• **Study text**
↓

Regardless of all that I have said, or what has been going on, with this new information, I recommend right now that you back off totally, at least for the time being. If he is interested at all, which appears unlikely, then he is very confused, and does not want to rock the boat. Often we are torn between what we need to do and what we want to do, which can be very different things. Even if he likes you, he doesn't want to tear apart what he already has. Let it go. If a guy were showing an interest in this way at work, he would be in very great danger of being fired, or at least having serious complaints filed against him. It isn't wise. If someday his marriage breaks down, or something happens that changes it, then it will be different, but for now, let it go. Especially if it someone you work with.

Gene

ddream
August 14th, 2009, 11:07 AM
Ok, I guess he's just not interested then.

trojan
August 14th, 2009, 12:54 PM
DD at the risk of being boring i can tell you whats happening here is a story old as the hills and probably playing itself out in virtually every workplace in the world..with all the women saying 'what does he want, is he interested or not' :eek:

Theres nothing complex about it, its likley really very simple. Hes comitted to his wife and baby but he still fancies other women and probably would like to sleep with them but its probably not worth all the turmoil it would cause. Some would just have a fling/affair with you but maybe here hes either too honest/loyal to his wife, too tired or all the other logical/emotional reasons why its less than ideal for him to leave his wife or lie to her to go with you in a romantic/sexual sense.

The only complex thing here is your disinclination to really look at the reality/facts of the situation which are hes married, has small child, doesn't seem to want to talk to you, cuts conversations short..so the only thing you have to go on is that he looks at you. I'm not saying that from a position of superiority because I have been there too...somehow its something they miss out in the education of girls, i wish they would put it on the curriculum it would save us alot of trouble in later life lol

As you got 61.2 maybe there is a kind of connection between you beyond the usual situation but you know it doesn't seem like it can be fulfilled right now. Who knows maybe you are in one anothers destiny but 61.2 as others have said means the bond often stays on the soul level.

↑

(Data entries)
↓

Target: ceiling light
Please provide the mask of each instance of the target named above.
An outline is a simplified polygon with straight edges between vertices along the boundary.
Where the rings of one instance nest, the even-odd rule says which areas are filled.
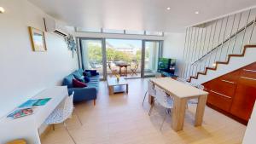
[[[5,11],[3,7],[0,7],[0,14],[4,13],[4,11]]]

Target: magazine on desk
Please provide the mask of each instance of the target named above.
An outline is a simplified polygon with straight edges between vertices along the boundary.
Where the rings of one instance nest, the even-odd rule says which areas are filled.
[[[15,108],[8,118],[17,118],[33,114],[35,108],[39,106],[44,106],[51,98],[28,100],[17,108]]]

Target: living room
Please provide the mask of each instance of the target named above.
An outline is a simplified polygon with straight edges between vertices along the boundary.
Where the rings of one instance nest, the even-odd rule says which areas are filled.
[[[1,0],[0,143],[253,143],[255,8]]]

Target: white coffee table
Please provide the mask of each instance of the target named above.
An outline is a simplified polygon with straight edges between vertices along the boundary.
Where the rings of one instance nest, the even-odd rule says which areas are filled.
[[[121,88],[123,85],[126,85],[126,90],[123,90],[123,92],[128,93],[128,83],[123,77],[120,77],[119,81],[117,80],[116,78],[108,77],[107,83],[108,83],[109,95],[113,95],[114,93],[117,92],[122,92],[121,90],[115,90],[115,89],[120,89],[119,88]]]

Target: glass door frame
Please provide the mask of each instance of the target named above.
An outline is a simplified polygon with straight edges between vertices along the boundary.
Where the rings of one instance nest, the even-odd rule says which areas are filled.
[[[101,78],[101,80],[106,80],[107,79],[107,57],[106,57],[106,41],[105,38],[101,37],[79,37],[79,47],[80,47],[80,57],[81,57],[81,68],[85,70],[84,64],[84,51],[83,51],[83,46],[82,46],[82,41],[83,40],[97,40],[102,42],[102,76],[103,78]]]
[[[143,51],[142,51],[142,72],[141,78],[148,78],[152,76],[145,76],[145,55],[146,55],[146,43],[147,42],[159,42],[159,55],[158,55],[158,60],[160,57],[162,57],[162,47],[163,47],[163,40],[143,40]],[[158,61],[157,61],[158,63]]]

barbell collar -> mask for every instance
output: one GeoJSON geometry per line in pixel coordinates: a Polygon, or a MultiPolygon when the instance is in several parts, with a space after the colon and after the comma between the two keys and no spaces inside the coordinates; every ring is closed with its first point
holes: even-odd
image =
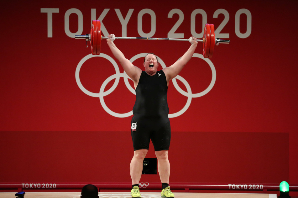
{"type": "Polygon", "coordinates": [[[86,35],[76,35],[75,36],[76,39],[84,39],[86,41],[91,41],[91,34],[86,34],[86,35]]]}
{"type": "Polygon", "coordinates": [[[220,43],[226,43],[226,44],[230,44],[230,40],[221,39],[220,38],[216,38],[215,39],[216,41],[216,45],[218,45],[220,43]]]}

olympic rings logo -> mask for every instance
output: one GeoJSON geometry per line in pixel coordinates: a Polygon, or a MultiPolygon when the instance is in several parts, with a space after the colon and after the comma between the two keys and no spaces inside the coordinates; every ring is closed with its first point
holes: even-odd
{"type": "Polygon", "coordinates": [[[149,183],[148,182],[146,182],[145,183],[143,183],[143,182],[141,183],[139,183],[139,186],[141,188],[146,188],[146,187],[149,186],[149,183]]]}
{"type": "MultiPolygon", "coordinates": [[[[147,53],[146,53],[139,54],[131,58],[129,60],[129,61],[131,62],[133,62],[135,60],[139,58],[145,57],[147,54],[147,53]]],[[[159,62],[161,64],[163,68],[165,68],[166,67],[166,66],[165,64],[165,63],[160,58],[160,57],[157,56],[156,56],[159,60],[159,62]]],[[[191,88],[189,84],[187,82],[187,81],[182,77],[178,75],[175,78],[172,79],[172,81],[173,81],[173,84],[174,85],[174,87],[175,87],[175,88],[176,88],[176,89],[179,93],[182,95],[187,97],[187,100],[184,106],[180,110],[176,113],[169,114],[169,118],[175,117],[181,115],[184,113],[186,110],[187,110],[188,107],[189,107],[191,103],[191,99],[192,98],[198,97],[205,95],[210,91],[215,83],[215,80],[216,78],[216,72],[215,71],[215,68],[214,67],[214,65],[213,64],[213,63],[212,63],[211,61],[208,58],[204,58],[203,55],[200,54],[195,53],[193,55],[192,57],[196,57],[203,59],[206,61],[210,66],[210,68],[211,69],[211,71],[212,72],[212,78],[211,79],[211,82],[208,87],[204,91],[199,93],[193,93],[191,92],[191,88]],[[180,81],[184,84],[184,86],[186,87],[187,92],[186,92],[183,91],[179,87],[179,86],[177,83],[176,80],[176,79],[178,79],[180,81]]],[[[180,58],[179,59],[180,59],[180,58]]],[[[132,115],[132,110],[129,112],[124,113],[118,113],[114,112],[110,110],[107,106],[105,103],[104,100],[103,99],[104,97],[108,95],[112,92],[116,88],[119,82],[119,80],[120,77],[123,77],[124,78],[124,83],[128,90],[132,93],[135,95],[136,92],[134,89],[131,86],[128,81],[128,79],[131,80],[131,79],[128,77],[125,71],[123,72],[123,73],[120,73],[119,70],[119,68],[118,67],[118,65],[116,61],[115,61],[112,57],[107,54],[101,53],[99,55],[93,55],[91,54],[87,55],[82,58],[80,61],[77,66],[76,69],[76,83],[78,86],[82,91],[90,96],[99,97],[101,104],[103,108],[103,109],[110,115],[117,117],[126,117],[132,115]],[[99,90],[99,93],[91,92],[86,89],[84,86],[83,86],[83,85],[81,83],[79,77],[80,70],[83,63],[89,58],[96,57],[102,57],[109,61],[114,66],[116,72],[115,74],[111,76],[104,81],[102,85],[100,87],[100,89],[99,90]],[[115,82],[114,82],[114,84],[111,88],[105,92],[104,92],[105,88],[108,83],[114,79],[115,79],[115,82]]]]}

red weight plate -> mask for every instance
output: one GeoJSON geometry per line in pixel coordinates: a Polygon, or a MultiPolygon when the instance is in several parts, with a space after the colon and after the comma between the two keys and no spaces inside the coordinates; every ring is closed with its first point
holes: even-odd
{"type": "Polygon", "coordinates": [[[100,29],[100,21],[96,21],[97,23],[97,50],[96,54],[97,55],[100,53],[100,46],[102,42],[102,31],[100,29]]]}
{"type": "Polygon", "coordinates": [[[210,24],[210,50],[209,51],[209,58],[212,57],[213,52],[215,45],[215,35],[214,34],[214,26],[213,24],[210,24]]]}
{"type": "Polygon", "coordinates": [[[95,20],[92,21],[91,32],[91,52],[95,55],[97,50],[97,23],[95,20]]]}
{"type": "Polygon", "coordinates": [[[205,25],[204,28],[203,37],[205,42],[203,45],[203,54],[205,58],[208,58],[209,56],[209,52],[210,50],[210,24],[207,23],[205,25]]]}

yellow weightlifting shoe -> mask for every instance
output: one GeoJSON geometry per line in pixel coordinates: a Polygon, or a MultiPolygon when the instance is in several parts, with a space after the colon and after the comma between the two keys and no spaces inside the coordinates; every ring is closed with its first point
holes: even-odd
{"type": "Polygon", "coordinates": [[[138,186],[135,186],[133,188],[131,189],[131,193],[130,195],[132,197],[140,197],[141,194],[140,194],[140,189],[138,186]]]}
{"type": "Polygon", "coordinates": [[[168,186],[161,191],[162,197],[174,197],[175,196],[170,190],[170,186],[168,186]]]}

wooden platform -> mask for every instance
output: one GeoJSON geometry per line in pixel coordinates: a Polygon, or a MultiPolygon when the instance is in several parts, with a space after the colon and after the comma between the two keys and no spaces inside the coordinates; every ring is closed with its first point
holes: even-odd
{"type": "MultiPolygon", "coordinates": [[[[13,198],[16,193],[0,193],[0,198],[13,198]]],[[[99,192],[99,198],[131,198],[128,192],[99,192]]],[[[175,198],[277,198],[276,194],[175,193],[175,198]]],[[[24,198],[80,198],[80,192],[26,192],[24,198]]],[[[142,198],[159,198],[158,192],[141,193],[142,198]]]]}

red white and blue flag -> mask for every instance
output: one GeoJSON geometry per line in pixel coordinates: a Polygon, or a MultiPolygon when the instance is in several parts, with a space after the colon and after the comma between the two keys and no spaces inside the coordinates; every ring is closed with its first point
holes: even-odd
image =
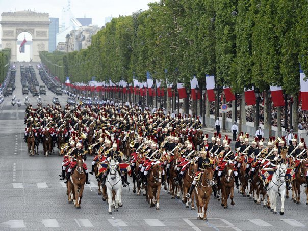
{"type": "Polygon", "coordinates": [[[24,36],[24,39],[23,41],[21,42],[20,44],[20,46],[19,47],[19,53],[24,53],[24,45],[27,42],[27,40],[25,40],[25,35],[24,36]]]}

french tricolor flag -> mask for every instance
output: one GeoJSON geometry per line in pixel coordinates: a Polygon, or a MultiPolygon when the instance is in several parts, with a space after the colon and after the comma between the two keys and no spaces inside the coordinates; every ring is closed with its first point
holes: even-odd
{"type": "Polygon", "coordinates": [[[215,79],[214,75],[206,75],[206,81],[207,82],[207,93],[209,101],[215,101],[215,95],[214,93],[214,89],[215,87],[215,79]]]}
{"type": "Polygon", "coordinates": [[[308,110],[308,81],[305,79],[306,75],[301,69],[299,71],[300,77],[300,95],[301,96],[301,109],[308,110]]]}
{"type": "Polygon", "coordinates": [[[272,100],[274,107],[285,106],[285,100],[283,95],[283,89],[281,86],[270,86],[272,100]]]}
{"type": "Polygon", "coordinates": [[[247,106],[254,105],[256,104],[255,95],[254,94],[254,88],[244,89],[245,102],[247,106]]]}
{"type": "Polygon", "coordinates": [[[177,83],[177,91],[178,91],[178,96],[180,99],[184,99],[187,97],[186,94],[186,89],[184,86],[184,84],[183,83],[177,83]]]}
{"type": "Polygon", "coordinates": [[[229,86],[224,86],[223,91],[227,102],[235,100],[235,95],[232,93],[231,88],[229,86]]]}

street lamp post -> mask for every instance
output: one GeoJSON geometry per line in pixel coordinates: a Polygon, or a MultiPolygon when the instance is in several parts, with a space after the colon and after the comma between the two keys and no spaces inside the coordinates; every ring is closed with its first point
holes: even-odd
{"type": "Polygon", "coordinates": [[[258,88],[255,89],[254,92],[255,94],[255,99],[256,105],[255,106],[255,130],[256,131],[259,129],[259,124],[260,123],[260,100],[261,99],[261,96],[260,92],[258,88]]]}
{"type": "Polygon", "coordinates": [[[199,88],[198,86],[195,89],[195,93],[196,93],[196,119],[198,116],[198,94],[199,93],[199,88]]]}

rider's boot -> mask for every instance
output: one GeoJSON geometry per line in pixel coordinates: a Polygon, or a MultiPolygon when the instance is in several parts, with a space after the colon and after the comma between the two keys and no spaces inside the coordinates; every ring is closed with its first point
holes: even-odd
{"type": "Polygon", "coordinates": [[[94,172],[94,165],[93,164],[92,165],[92,167],[91,168],[91,171],[89,172],[90,174],[92,175],[94,172]]]}
{"type": "Polygon", "coordinates": [[[66,174],[66,178],[65,179],[65,181],[64,181],[64,183],[65,184],[67,184],[67,182],[68,182],[68,179],[70,177],[71,174],[71,172],[70,172],[68,171],[67,171],[67,174],[66,174]]]}
{"type": "Polygon", "coordinates": [[[63,181],[65,179],[65,170],[62,169],[62,174],[61,176],[61,178],[59,179],[60,180],[63,181]]]}
{"type": "Polygon", "coordinates": [[[126,184],[126,180],[124,175],[121,176],[121,178],[122,179],[122,185],[123,187],[126,187],[127,185],[126,184]]]}
{"type": "Polygon", "coordinates": [[[248,180],[248,182],[252,182],[252,181],[253,180],[253,175],[254,175],[254,171],[251,171],[251,172],[250,172],[250,179],[249,180],[248,180]]]}
{"type": "Polygon", "coordinates": [[[89,172],[86,172],[86,184],[87,185],[91,184],[89,181],[89,172]]]}
{"type": "Polygon", "coordinates": [[[179,174],[178,175],[178,177],[177,177],[177,179],[176,179],[176,181],[175,181],[176,185],[178,185],[179,184],[179,182],[181,182],[181,180],[183,178],[183,176],[184,176],[184,174],[179,174]]]}
{"type": "Polygon", "coordinates": [[[194,189],[195,188],[195,185],[194,185],[193,184],[191,184],[191,185],[190,186],[190,188],[189,188],[189,191],[188,192],[188,193],[187,193],[185,195],[185,197],[186,197],[187,198],[190,198],[190,197],[191,196],[191,194],[192,193],[192,191],[193,191],[194,189]]]}
{"type": "Polygon", "coordinates": [[[166,182],[165,182],[165,175],[162,176],[162,185],[165,185],[166,182]]]}
{"type": "Polygon", "coordinates": [[[238,176],[235,176],[234,179],[235,179],[235,186],[236,186],[236,188],[238,189],[240,187],[240,186],[242,184],[241,183],[240,183],[240,182],[239,181],[239,177],[238,176]]]}
{"type": "Polygon", "coordinates": [[[245,170],[245,176],[244,177],[245,178],[248,178],[249,174],[249,168],[247,168],[246,167],[246,170],[245,170]]]}
{"type": "Polygon", "coordinates": [[[166,170],[166,174],[167,175],[167,179],[169,179],[170,177],[170,168],[167,168],[167,170],[166,170]]]}

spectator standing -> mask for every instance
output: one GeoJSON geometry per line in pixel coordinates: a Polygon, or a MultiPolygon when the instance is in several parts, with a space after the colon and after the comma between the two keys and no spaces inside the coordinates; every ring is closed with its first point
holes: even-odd
{"type": "Polygon", "coordinates": [[[231,131],[233,133],[233,141],[236,141],[236,135],[239,130],[239,127],[238,125],[236,124],[236,122],[234,122],[234,124],[232,125],[231,127],[231,131]]]}

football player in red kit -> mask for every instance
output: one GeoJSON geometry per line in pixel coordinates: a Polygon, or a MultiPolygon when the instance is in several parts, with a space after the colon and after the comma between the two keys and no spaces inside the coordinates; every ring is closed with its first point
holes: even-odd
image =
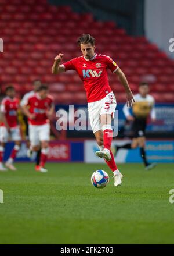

↑

• **Task set**
A. In the forum discussion about the married coworker, what does the first post say would happen to a man who showed interest in this way at work?
B. Continue the forum discussion about the married coworker from the point where it stops.
The records have nothing to do with what comes next.

• **Responses to the exercise**
A. He would be in very great danger of being fired, or at least of having serious complaints filed against him.

B.
A possibiltiy to bear in mind also is hes playing with you, messing with your head, you know like one day he'll be all smiles and attentive maybe next will ignore you. A power trip if he knows how it affects you. However I'm only saying that as a caution for you to take care of yourself emotionally, it could be hes simply in a different mood one day to the next or has things on his mind or really just doesn't want to encourage your attentions becasue he feels guilty and wants to stay faithful to his wife.

I don't think you should get too upset thinking he doesn't like you. Its obvious hes not in a position to be too friendly to you, if he were more friendly you'd be in a bigger mess, get more drawn in and in the end would you want him to leave his wife and little kid for you...then it would be complicated.Just relax over it, be sad about it for now.

gene
August 15th, 2009, 01:18 AM
ddream

I have to agree with trojan totally. And I did not mean he does or does not like you. He is not in a position to respond whatever his feelings are. And he is absolutely, one hundred percent right when he says they should put it on the curriculum. If most men, some you might secretly like, approached you gushing all over you, what would you do? You would likely head for the door as fast as you can and stay as far away from that man as possible. Seriously, not just ddream, but all women out there. It's nobody's business what anyone else thinks of you, in other words none of your business what they think or feel, I mean anyone anywhere, not just potential suitors. You need to enjoy the moment for the moment, and quit obsessing over feelings.